By all means offer T what help you feel you can give, but do not give more than you are able or wiling or you will be the one to suffer.
Alice berryman, Southend,
Yes Jane you do sound cruel. People with depression require support and understanding, not judgement.
Dawn, Manchester,
This may sound tough, cruel even, but when T was young she regarded men as a source of pampering and 'treats'. Did she give anything back to them? OK, she presumably earned her treats by handing back sex, but did she GIVE anything back to these men of hers - give affection, care, tenderness, love.....? If not, if she only traded sex for her treats, then she should not be surprised they dumped her - nor should you. They didn't 'abandon' her, they stopped wanting to buy what she was selling.
Whatever in her childhood made her needy, it seems to me that that is what she has to get back to as an issue, and sort it out. She can't get her life back until she discovers WHY she became so needy, and until she learns that life itself is a gift, that she is now abusing. Help her understand that, and that would be true friendship. Give her a helping hand, but do not try and be her crutch. She can walk on her own if she tries. We all can.
jane, London , UK
Dear Bel,
I hear you are going to the Daily Mail. If true, then frankly this is terrible news.
You join the list with Simon Jenkins of the best writers leaving what was once a great newspaper - leaving us in the swim,clinging to the wreckage, wondering where to go.
########
## Tasks to complete
1. Answer these questions using the reader comments:
(a) Which newspaper is Bel reportedly going to?
(b) Which other writer is named as leaving?
(c) Which city is given for the commenter Dawn?
2. List every commenter name that appears as a signature in the reader comments.
3. Turn the paragraph in the reader comments that begins "Whatever in her childhood made her needy" into a short bulleted list that keeps its main points.
Base your responses only on the reader comments above.

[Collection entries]
########
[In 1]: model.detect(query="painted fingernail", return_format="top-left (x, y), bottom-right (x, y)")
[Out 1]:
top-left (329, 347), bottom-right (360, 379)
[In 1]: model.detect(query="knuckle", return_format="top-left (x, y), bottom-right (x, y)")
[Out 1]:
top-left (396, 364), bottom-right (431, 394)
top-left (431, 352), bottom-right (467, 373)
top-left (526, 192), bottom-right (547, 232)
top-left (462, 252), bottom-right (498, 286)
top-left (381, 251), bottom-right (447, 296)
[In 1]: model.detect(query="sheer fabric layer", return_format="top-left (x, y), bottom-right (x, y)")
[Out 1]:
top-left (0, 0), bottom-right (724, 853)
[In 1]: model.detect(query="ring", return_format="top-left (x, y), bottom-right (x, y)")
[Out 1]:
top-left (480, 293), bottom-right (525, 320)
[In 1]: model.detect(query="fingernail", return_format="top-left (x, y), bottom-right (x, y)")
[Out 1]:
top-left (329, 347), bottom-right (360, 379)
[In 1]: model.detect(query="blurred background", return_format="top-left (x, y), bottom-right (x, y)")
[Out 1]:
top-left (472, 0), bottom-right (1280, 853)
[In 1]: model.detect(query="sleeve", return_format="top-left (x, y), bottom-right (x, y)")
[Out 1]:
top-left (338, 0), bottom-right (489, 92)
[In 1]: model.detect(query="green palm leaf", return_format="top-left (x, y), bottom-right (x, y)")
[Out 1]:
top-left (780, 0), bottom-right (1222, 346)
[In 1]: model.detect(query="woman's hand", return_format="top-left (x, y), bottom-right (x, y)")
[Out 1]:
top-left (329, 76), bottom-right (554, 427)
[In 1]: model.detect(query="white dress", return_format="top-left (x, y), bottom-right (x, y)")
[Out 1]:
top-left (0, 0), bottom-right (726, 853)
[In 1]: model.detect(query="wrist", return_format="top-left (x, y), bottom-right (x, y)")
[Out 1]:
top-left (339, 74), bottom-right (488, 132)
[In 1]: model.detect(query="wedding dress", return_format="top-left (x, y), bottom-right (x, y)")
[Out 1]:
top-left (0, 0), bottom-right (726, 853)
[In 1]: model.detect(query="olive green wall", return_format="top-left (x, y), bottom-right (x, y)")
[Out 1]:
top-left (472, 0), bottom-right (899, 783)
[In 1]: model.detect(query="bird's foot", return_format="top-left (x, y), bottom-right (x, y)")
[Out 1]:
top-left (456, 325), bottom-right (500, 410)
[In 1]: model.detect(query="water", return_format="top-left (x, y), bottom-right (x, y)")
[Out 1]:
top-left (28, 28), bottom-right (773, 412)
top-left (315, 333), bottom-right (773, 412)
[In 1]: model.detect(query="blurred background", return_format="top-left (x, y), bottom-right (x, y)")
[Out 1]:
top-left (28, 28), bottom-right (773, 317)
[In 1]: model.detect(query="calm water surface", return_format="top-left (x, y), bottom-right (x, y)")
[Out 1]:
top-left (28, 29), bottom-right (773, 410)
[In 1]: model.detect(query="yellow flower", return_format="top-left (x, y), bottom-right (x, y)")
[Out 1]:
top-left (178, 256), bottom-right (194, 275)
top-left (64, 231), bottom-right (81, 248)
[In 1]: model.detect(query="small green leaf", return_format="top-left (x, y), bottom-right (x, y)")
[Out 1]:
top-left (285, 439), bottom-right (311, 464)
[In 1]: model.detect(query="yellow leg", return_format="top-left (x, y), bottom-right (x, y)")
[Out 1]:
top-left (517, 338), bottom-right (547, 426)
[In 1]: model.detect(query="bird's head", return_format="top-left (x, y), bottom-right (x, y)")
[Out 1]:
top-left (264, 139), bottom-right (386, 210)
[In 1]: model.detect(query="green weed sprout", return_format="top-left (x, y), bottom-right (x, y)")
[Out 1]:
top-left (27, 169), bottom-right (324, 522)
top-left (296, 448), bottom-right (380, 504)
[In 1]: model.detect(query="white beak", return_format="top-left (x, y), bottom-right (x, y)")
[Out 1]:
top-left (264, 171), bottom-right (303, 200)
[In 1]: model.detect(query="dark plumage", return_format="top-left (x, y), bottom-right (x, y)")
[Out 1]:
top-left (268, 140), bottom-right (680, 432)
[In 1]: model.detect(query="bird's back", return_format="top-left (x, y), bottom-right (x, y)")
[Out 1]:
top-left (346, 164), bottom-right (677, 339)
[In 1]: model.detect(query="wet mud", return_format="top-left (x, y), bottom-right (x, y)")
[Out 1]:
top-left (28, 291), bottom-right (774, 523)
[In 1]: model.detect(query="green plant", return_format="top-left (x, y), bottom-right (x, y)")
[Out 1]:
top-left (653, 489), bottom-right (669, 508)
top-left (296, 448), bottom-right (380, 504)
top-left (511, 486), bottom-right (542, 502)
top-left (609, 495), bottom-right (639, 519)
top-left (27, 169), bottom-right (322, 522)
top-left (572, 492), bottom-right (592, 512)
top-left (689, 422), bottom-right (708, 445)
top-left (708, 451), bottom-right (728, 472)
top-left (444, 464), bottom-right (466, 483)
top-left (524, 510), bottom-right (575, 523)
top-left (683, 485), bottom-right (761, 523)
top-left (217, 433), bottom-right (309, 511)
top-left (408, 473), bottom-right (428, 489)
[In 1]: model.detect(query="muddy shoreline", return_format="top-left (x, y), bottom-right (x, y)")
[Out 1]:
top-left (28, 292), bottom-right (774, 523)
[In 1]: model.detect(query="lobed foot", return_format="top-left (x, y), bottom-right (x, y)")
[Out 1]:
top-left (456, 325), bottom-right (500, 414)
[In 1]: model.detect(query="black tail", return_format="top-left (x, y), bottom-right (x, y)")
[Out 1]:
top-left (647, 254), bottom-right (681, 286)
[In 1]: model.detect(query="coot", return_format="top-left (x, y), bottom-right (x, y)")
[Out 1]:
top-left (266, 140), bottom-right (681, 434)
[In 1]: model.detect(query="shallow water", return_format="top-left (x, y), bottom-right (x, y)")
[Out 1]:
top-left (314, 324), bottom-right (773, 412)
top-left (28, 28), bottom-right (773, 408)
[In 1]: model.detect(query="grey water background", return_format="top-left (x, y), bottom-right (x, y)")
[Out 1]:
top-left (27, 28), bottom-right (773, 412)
########
## Answers to each task
1.
(a) The Daily Mail
(b) Simon Jenkins
(c) Manchester

2.
- Alice berryman
- Dawn
- jane

3.
- T must return to whatever in her childhood made her needy and sort it out.
- She can't get her life back until she finds out why she became so needy.
- She must also learn that life itself is a gift, which she is now abusing.
- Helping her understand this would be true friendship.
- Give her a helping hand, but don't try to be her crutch.
- She can walk on her own if she tries, as we all can.